▸ Problem
Every record here needs to be duplicated exactly.

++++ Given records ++++

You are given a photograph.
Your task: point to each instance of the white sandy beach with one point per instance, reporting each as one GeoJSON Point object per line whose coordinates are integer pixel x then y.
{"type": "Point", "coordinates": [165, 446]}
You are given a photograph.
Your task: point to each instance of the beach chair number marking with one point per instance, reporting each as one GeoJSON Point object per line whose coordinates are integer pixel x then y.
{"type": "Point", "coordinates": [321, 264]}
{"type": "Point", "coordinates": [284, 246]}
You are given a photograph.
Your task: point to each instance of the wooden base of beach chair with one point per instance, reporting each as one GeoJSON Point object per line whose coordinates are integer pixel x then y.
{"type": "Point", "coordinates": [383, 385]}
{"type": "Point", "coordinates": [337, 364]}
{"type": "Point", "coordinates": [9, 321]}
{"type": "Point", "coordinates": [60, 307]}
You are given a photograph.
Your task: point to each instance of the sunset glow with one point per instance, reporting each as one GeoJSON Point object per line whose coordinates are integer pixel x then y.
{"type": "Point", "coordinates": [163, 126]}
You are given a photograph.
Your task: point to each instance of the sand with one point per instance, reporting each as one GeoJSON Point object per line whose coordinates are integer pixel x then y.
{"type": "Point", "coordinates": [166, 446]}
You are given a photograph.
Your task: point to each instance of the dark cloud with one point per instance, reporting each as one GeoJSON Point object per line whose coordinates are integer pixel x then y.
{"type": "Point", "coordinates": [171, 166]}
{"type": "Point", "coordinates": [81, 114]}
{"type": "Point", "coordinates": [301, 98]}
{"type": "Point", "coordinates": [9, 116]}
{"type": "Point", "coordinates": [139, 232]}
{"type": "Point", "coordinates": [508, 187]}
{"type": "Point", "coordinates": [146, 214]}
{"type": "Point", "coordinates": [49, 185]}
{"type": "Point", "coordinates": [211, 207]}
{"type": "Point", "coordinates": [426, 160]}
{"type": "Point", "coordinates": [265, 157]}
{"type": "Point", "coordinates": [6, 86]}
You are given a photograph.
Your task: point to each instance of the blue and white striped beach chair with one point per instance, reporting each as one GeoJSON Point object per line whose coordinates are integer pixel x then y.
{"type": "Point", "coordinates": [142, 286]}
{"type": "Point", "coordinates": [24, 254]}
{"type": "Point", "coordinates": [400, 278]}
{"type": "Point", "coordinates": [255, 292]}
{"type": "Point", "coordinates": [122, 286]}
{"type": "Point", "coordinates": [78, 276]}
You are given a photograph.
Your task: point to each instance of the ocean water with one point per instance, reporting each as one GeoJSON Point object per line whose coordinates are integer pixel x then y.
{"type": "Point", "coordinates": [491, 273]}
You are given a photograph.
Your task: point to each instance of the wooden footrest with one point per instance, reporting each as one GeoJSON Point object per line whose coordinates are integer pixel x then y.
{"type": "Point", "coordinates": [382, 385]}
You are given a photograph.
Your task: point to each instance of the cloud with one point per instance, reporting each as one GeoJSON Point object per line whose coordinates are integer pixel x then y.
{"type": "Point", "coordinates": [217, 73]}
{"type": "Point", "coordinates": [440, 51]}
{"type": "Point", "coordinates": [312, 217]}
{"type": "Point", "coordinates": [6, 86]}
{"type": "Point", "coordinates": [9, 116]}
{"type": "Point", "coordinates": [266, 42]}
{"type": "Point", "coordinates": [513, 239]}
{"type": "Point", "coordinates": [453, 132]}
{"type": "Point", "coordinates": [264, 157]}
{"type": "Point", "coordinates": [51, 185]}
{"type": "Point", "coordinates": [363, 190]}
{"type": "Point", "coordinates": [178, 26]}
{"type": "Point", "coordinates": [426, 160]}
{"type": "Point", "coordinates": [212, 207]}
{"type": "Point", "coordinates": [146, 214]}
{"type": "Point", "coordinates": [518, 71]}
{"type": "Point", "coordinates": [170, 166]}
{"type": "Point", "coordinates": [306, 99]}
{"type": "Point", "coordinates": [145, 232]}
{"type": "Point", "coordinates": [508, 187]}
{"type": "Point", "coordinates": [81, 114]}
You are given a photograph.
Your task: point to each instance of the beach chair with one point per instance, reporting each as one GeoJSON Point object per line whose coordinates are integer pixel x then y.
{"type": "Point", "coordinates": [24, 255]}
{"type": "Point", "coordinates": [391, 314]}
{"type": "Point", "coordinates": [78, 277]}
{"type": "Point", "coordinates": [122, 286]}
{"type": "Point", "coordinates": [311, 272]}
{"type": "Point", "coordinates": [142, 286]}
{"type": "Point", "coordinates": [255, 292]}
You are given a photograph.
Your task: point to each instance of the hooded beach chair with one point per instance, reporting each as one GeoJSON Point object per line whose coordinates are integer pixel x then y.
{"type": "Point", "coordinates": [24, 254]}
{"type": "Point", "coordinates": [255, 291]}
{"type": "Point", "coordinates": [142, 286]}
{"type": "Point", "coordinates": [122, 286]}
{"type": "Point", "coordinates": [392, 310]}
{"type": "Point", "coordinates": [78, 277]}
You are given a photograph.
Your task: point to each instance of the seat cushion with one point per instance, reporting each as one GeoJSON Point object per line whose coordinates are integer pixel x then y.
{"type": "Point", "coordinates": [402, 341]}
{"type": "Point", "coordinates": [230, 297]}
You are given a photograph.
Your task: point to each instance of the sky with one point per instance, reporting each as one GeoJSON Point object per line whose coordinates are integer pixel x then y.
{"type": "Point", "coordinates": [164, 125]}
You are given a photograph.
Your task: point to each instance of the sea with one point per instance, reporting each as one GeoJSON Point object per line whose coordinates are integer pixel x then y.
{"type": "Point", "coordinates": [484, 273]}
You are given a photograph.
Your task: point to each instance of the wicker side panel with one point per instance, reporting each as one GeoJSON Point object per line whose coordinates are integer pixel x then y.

++++

▸ Result
You are given a photograph.
Your task: point to each instance of the white sandy beach with one point per instance, reporting each as one GeoJSON Point object per line whose coordinates are integer pixel x then y.
{"type": "Point", "coordinates": [165, 446]}
You are given a photograph.
Your task: point to each instance of the beach chair number marking with one point per instance, reporting each as one GeoJSON Point object per line whose coordinates are integer pixel x then y.
{"type": "Point", "coordinates": [321, 264]}
{"type": "Point", "coordinates": [284, 246]}
You are given a photograph.
Your task: point to each instance of the wooden base of beach chair with one point per instance, reporting each as one GeoJSON Point object per line whose coordinates are integer pixel x then y.
{"type": "Point", "coordinates": [383, 385]}
{"type": "Point", "coordinates": [337, 364]}
{"type": "Point", "coordinates": [9, 321]}
{"type": "Point", "coordinates": [60, 307]}
You are given a photograph.
Your task: point to each instance of the sunset glow with one point per instance, reporting each as one GeoJSON Point object per line whose coordinates are integer pixel x then y.
{"type": "Point", "coordinates": [163, 126]}
You are given a photograph.
Your task: point to each instance of the sand with one point per instance, reporting each as one GeoJSON Point object per line whose coordinates are integer pixel x then y.
{"type": "Point", "coordinates": [166, 446]}
You are given a photograph.
Your task: point to each instance of the dark cloud with one point per instance, reporting each as one GeoJSON Point object per line whose coordinates are integer pixel x then y.
{"type": "Point", "coordinates": [171, 166]}
{"type": "Point", "coordinates": [81, 114]}
{"type": "Point", "coordinates": [301, 98]}
{"type": "Point", "coordinates": [9, 116]}
{"type": "Point", "coordinates": [139, 232]}
{"type": "Point", "coordinates": [508, 187]}
{"type": "Point", "coordinates": [146, 214]}
{"type": "Point", "coordinates": [49, 185]}
{"type": "Point", "coordinates": [211, 207]}
{"type": "Point", "coordinates": [426, 160]}
{"type": "Point", "coordinates": [265, 157]}
{"type": "Point", "coordinates": [6, 86]}
You are given a photograph.
Your task: point to each instance of the blue and white striped beach chair with one point per instance, reporting each as one GeoJSON Point object per line whose coordinates are integer pixel x then y.
{"type": "Point", "coordinates": [142, 286]}
{"type": "Point", "coordinates": [24, 254]}
{"type": "Point", "coordinates": [400, 278]}
{"type": "Point", "coordinates": [255, 292]}
{"type": "Point", "coordinates": [122, 286]}
{"type": "Point", "coordinates": [78, 276]}
You are given a photograph.
Your task: point to each instance of the ocean water with one point per instance, reporting each as one GeoJSON Point object per line whose coordinates are integer pixel x then y.
{"type": "Point", "coordinates": [491, 273]}
You are given a photograph.
Your task: point to each instance of the wooden footrest with one point per instance, reporting each as one GeoJSON Point object per line whose coordinates are integer pixel x then y.
{"type": "Point", "coordinates": [382, 385]}
You are given a photograph.
Your task: point to each instance of the cloud with one point per instance, reporting each as one GeoJSON Point object per line whose coordinates are integer pixel x then y.
{"type": "Point", "coordinates": [217, 73]}
{"type": "Point", "coordinates": [440, 51]}
{"type": "Point", "coordinates": [312, 217]}
{"type": "Point", "coordinates": [6, 86]}
{"type": "Point", "coordinates": [9, 116]}
{"type": "Point", "coordinates": [266, 42]}
{"type": "Point", "coordinates": [513, 239]}
{"type": "Point", "coordinates": [453, 132]}
{"type": "Point", "coordinates": [264, 157]}
{"type": "Point", "coordinates": [51, 185]}
{"type": "Point", "coordinates": [363, 190]}
{"type": "Point", "coordinates": [178, 26]}
{"type": "Point", "coordinates": [426, 160]}
{"type": "Point", "coordinates": [212, 207]}
{"type": "Point", "coordinates": [146, 214]}
{"type": "Point", "coordinates": [518, 71]}
{"type": "Point", "coordinates": [170, 166]}
{"type": "Point", "coordinates": [306, 99]}
{"type": "Point", "coordinates": [145, 232]}
{"type": "Point", "coordinates": [508, 187]}
{"type": "Point", "coordinates": [81, 114]}
You are given a photograph.
Your task: point to each instance of the beach chair with one point per instance, reporting each as one GeoJSON Point object per line whose coordinates are integer pixel x then y.
{"type": "Point", "coordinates": [24, 255]}
{"type": "Point", "coordinates": [391, 314]}
{"type": "Point", "coordinates": [78, 277]}
{"type": "Point", "coordinates": [122, 286]}
{"type": "Point", "coordinates": [311, 272]}
{"type": "Point", "coordinates": [142, 286]}
{"type": "Point", "coordinates": [255, 292]}
You are given a photograph.
Your task: point to each instance of the hooded beach chair with one point per instance, reporting each as one GeoJSON Point object per line whose coordinates are integer pixel x then y.
{"type": "Point", "coordinates": [24, 254]}
{"type": "Point", "coordinates": [255, 291]}
{"type": "Point", "coordinates": [142, 286]}
{"type": "Point", "coordinates": [122, 286]}
{"type": "Point", "coordinates": [392, 310]}
{"type": "Point", "coordinates": [78, 277]}
You are given a photograph.
Your task: point to each instance of the seat cushion with one point per instance, reporting each as one GeoJSON Point object per line whose coordinates are integer pixel x then y.
{"type": "Point", "coordinates": [402, 341]}
{"type": "Point", "coordinates": [230, 297]}
You are given a photograph.
Your task: point to each instance of the sky with one point per instance, reporting each as one GeoJSON Point object per line whose coordinates are integer pixel x then y.
{"type": "Point", "coordinates": [164, 125]}
You are given a photograph.
Your task: point to each instance of the sea with one point per instance, reporting each as one GeoJSON Point object per line whose coordinates are integer pixel x then y.
{"type": "Point", "coordinates": [484, 273]}
You are given a photograph.
Your task: point to each instance of the wicker side panel with one point per instance, reporting each as one GeoJSON Point object per line whose coordinates are integer pixel x then y.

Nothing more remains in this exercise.